▸ INFORMATION SUPPLIED:
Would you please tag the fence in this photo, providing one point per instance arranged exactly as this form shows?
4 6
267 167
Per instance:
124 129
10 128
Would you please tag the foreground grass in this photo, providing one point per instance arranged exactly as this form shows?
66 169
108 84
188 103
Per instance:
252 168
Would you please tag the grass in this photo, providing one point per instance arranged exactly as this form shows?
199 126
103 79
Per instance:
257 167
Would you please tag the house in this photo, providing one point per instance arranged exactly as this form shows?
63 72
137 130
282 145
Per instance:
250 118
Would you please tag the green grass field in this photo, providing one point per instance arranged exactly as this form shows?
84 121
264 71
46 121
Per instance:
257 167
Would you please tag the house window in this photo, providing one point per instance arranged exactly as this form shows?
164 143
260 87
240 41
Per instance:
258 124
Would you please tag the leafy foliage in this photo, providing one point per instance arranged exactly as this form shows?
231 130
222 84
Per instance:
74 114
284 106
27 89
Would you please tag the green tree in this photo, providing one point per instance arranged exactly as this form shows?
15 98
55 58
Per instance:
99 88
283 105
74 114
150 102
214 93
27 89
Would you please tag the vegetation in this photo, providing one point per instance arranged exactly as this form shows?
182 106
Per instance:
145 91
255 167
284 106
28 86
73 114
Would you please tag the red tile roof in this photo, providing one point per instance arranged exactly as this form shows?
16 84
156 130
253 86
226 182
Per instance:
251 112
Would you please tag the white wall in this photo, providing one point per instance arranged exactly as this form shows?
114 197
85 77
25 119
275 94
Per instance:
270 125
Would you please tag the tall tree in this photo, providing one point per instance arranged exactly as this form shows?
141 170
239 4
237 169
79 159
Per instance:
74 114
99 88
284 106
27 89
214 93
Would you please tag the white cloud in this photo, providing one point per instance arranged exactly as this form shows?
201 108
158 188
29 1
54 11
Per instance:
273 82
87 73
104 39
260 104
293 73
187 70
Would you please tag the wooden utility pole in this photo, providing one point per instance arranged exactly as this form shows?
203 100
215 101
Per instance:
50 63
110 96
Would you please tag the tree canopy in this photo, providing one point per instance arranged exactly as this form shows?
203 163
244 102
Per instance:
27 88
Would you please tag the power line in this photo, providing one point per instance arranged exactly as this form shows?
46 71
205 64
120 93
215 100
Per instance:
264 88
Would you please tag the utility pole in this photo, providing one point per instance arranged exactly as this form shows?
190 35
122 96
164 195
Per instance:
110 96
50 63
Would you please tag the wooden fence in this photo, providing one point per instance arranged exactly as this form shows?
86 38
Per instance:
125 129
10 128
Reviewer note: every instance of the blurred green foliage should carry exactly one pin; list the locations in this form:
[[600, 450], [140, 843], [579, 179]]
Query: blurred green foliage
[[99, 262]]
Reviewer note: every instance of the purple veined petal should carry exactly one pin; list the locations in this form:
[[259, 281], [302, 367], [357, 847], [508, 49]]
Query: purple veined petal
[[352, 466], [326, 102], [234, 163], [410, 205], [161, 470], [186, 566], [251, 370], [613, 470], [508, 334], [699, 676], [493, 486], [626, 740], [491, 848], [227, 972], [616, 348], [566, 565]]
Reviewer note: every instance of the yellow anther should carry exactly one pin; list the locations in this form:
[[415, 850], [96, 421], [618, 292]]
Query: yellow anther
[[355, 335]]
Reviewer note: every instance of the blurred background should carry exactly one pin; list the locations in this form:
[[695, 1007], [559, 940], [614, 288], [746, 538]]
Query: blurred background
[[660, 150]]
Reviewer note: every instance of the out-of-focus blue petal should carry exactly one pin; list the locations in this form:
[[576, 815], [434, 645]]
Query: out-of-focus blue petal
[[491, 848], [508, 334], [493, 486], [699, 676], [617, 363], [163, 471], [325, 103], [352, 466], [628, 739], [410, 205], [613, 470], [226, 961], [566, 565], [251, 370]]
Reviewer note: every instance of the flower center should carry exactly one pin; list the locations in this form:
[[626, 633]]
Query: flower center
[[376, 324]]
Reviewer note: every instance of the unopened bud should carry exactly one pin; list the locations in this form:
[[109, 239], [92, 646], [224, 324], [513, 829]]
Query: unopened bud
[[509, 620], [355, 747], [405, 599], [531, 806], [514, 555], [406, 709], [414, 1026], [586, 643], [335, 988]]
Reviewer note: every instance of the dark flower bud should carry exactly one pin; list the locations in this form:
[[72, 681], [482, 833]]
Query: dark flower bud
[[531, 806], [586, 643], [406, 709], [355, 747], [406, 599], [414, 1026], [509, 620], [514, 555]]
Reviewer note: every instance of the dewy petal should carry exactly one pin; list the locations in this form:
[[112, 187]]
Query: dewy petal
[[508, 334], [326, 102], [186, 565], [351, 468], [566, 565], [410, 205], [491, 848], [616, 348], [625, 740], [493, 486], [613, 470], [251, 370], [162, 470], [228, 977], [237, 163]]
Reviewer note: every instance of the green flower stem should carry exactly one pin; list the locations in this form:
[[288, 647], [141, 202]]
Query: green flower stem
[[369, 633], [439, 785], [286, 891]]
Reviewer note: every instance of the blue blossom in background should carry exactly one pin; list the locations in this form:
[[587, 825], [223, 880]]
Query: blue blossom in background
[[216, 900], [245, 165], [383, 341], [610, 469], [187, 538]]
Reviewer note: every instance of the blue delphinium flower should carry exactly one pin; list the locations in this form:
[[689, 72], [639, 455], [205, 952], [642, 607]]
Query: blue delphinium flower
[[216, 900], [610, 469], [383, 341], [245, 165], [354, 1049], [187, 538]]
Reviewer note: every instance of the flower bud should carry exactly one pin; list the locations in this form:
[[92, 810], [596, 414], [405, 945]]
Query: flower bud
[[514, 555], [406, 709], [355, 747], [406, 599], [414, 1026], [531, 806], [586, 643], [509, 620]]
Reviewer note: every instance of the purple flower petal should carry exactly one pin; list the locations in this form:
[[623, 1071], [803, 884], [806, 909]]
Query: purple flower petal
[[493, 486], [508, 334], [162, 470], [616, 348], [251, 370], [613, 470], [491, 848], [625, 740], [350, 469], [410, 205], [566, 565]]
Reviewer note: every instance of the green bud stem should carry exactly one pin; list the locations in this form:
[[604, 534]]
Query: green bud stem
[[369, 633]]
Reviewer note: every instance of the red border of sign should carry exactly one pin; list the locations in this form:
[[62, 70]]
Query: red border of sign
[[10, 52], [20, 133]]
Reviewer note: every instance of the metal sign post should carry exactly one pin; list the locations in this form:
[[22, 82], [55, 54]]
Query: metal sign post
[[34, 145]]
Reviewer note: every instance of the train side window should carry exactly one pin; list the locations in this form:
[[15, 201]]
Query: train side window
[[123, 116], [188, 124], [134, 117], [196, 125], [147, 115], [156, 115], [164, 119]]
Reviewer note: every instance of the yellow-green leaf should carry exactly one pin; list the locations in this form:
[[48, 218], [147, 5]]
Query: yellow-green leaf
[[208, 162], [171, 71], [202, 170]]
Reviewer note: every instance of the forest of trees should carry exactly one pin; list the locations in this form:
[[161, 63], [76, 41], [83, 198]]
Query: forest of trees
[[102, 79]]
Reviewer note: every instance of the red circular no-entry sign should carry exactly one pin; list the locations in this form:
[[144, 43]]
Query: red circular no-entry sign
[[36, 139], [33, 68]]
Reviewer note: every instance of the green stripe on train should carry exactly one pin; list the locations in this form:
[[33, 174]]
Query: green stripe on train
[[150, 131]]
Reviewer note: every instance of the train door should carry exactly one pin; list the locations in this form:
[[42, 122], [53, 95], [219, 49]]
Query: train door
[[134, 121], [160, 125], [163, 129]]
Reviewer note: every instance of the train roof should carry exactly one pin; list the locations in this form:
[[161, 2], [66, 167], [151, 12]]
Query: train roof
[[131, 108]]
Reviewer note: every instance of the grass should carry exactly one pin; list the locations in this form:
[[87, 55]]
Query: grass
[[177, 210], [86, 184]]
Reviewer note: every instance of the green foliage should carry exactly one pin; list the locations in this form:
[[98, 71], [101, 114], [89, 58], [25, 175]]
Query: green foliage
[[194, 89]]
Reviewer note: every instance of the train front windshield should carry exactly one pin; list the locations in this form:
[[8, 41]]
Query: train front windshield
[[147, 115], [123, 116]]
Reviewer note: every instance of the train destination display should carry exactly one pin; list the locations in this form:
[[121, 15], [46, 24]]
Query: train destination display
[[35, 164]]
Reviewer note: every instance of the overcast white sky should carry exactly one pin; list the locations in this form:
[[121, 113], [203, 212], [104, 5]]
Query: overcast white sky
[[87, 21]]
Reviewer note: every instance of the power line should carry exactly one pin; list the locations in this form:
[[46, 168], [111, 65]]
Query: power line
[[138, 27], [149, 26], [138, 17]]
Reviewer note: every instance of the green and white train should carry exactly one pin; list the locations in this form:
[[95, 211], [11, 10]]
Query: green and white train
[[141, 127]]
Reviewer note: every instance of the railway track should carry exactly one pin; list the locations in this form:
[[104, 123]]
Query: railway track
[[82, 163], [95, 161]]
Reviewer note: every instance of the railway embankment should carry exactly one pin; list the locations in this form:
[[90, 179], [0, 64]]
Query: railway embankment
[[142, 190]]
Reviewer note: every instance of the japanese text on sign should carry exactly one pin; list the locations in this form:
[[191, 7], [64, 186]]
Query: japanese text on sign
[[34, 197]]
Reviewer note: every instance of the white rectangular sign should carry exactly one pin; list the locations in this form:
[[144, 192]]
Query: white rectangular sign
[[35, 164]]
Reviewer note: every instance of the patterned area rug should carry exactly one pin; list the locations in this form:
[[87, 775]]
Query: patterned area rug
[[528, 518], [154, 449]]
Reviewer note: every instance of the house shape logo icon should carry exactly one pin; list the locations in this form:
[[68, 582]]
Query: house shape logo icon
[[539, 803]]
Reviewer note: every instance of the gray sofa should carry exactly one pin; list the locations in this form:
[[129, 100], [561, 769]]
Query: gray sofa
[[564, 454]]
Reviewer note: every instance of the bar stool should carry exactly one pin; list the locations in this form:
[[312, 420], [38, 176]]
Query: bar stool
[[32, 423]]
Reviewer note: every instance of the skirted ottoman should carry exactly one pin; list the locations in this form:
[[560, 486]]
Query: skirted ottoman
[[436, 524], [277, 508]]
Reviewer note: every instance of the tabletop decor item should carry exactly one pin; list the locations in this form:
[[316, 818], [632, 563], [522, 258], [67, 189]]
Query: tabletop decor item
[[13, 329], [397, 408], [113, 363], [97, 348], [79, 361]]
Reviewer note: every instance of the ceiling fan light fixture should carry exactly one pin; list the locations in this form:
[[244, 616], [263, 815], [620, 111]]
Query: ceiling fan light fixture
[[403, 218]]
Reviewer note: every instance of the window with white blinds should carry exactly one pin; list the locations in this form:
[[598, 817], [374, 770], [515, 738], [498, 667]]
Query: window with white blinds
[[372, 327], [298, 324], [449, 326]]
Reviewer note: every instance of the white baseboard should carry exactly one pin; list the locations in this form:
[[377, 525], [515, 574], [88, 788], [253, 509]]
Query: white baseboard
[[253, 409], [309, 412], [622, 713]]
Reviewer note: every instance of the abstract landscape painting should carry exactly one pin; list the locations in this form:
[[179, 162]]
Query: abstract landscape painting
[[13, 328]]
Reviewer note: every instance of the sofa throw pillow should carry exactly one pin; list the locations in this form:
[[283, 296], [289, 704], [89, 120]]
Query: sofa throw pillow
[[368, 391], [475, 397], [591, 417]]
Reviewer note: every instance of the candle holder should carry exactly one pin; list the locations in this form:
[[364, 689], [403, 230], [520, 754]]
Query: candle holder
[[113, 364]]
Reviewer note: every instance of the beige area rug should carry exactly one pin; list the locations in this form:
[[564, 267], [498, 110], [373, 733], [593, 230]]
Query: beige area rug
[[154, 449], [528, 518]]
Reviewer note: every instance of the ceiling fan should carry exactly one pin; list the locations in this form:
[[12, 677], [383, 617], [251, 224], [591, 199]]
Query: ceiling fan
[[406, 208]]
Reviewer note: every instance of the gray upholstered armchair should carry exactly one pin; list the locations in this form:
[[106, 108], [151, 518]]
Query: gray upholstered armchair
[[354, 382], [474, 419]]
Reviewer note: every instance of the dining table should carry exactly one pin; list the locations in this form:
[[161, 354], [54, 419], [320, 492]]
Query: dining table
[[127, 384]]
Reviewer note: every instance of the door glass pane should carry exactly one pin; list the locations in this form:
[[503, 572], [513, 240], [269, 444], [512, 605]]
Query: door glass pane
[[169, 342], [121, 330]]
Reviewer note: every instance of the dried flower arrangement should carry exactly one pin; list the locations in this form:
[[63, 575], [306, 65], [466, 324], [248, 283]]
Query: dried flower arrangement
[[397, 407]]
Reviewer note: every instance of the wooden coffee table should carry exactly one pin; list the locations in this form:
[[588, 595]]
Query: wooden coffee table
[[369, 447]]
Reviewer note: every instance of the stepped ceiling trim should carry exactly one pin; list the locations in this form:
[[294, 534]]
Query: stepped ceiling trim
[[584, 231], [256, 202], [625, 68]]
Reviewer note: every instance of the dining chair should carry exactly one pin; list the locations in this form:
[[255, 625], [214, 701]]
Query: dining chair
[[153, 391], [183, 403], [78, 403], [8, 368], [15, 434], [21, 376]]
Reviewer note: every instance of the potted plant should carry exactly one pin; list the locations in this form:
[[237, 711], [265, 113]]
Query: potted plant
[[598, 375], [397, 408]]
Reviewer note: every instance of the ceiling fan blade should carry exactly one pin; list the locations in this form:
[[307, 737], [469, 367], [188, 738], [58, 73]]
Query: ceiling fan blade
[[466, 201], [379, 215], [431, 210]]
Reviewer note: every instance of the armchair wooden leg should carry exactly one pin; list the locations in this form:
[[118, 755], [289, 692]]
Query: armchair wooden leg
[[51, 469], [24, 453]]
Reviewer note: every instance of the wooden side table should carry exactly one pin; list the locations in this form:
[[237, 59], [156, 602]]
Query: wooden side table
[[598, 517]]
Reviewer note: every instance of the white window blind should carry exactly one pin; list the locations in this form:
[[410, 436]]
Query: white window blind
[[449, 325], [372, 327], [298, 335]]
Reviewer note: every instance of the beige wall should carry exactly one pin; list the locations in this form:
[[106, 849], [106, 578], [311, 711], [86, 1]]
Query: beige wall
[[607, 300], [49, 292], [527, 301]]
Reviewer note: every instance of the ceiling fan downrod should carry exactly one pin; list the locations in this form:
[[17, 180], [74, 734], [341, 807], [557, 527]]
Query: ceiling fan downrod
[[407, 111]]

▸ DESCRIPTION OF THE TASK: Lay out the records from the line containing "Reviewer note: every instance of the green bud" to the line containing "[[150, 131]]", both included, as a Markdown table with the columns Row and Line. Give each line its own row number and leave out blank lines.

▸ CORRECT OUTPUT:
| Row | Line |
|---|---|
| 1 | Reviewer note: every instance of the green bud stem should carry exactly one pin; list the locations in this form: |
| 2 | [[604, 534]] |
| 3 | Query: green bud stem |
| 4 | [[369, 633]] |
| 5 | Reviewer note: every instance of the red border of sign should carry exactly one pin; list the locations in this form: |
| 6 | [[62, 70]] |
| 7 | Query: red border of sign |
| 8 | [[10, 52], [20, 133]] |
| 9 | Reviewer note: every instance of the metal sign post should carry exactly one pin; list the locations in this form: |
| 10 | [[22, 82], [55, 54]] |
| 11 | Query: metal sign post |
| 12 | [[34, 145]] |
| 13 | Reviewer note: every instance of the train side window should carry exactly one pin; list the locations in this form: |
| 14 | [[15, 201]] |
| 15 | Query: train side window |
| 16 | [[123, 116], [188, 124], [134, 117], [196, 125], [147, 115], [156, 115], [164, 119]] |
| 17 | Reviewer note: every instance of the yellow-green leaf should carry exactly one pin; list the locations in this form: |
| 18 | [[48, 218], [147, 5]] |
| 19 | Query: yellow-green leaf |
| 20 | [[208, 162], [171, 71], [202, 170]] |
| 21 | Reviewer note: every instance of the forest of trees should carry exactly one pin; list the locations in this form: |
| 22 | [[161, 63], [76, 41], [83, 198]] |
| 23 | Query: forest of trees |
| 24 | [[102, 79]] |
| 25 | Reviewer note: every instance of the red circular no-entry sign should carry exactly one pin; list the locations in this form: |
| 26 | [[144, 43]] |
| 27 | Query: red circular no-entry sign |
| 28 | [[36, 139], [33, 68]] |
| 29 | Reviewer note: every instance of the green stripe on train should carry exactly one pin; list the locations in this form: |
| 30 | [[33, 174]] |
| 31 | Query: green stripe on train |
| 32 | [[150, 131]] |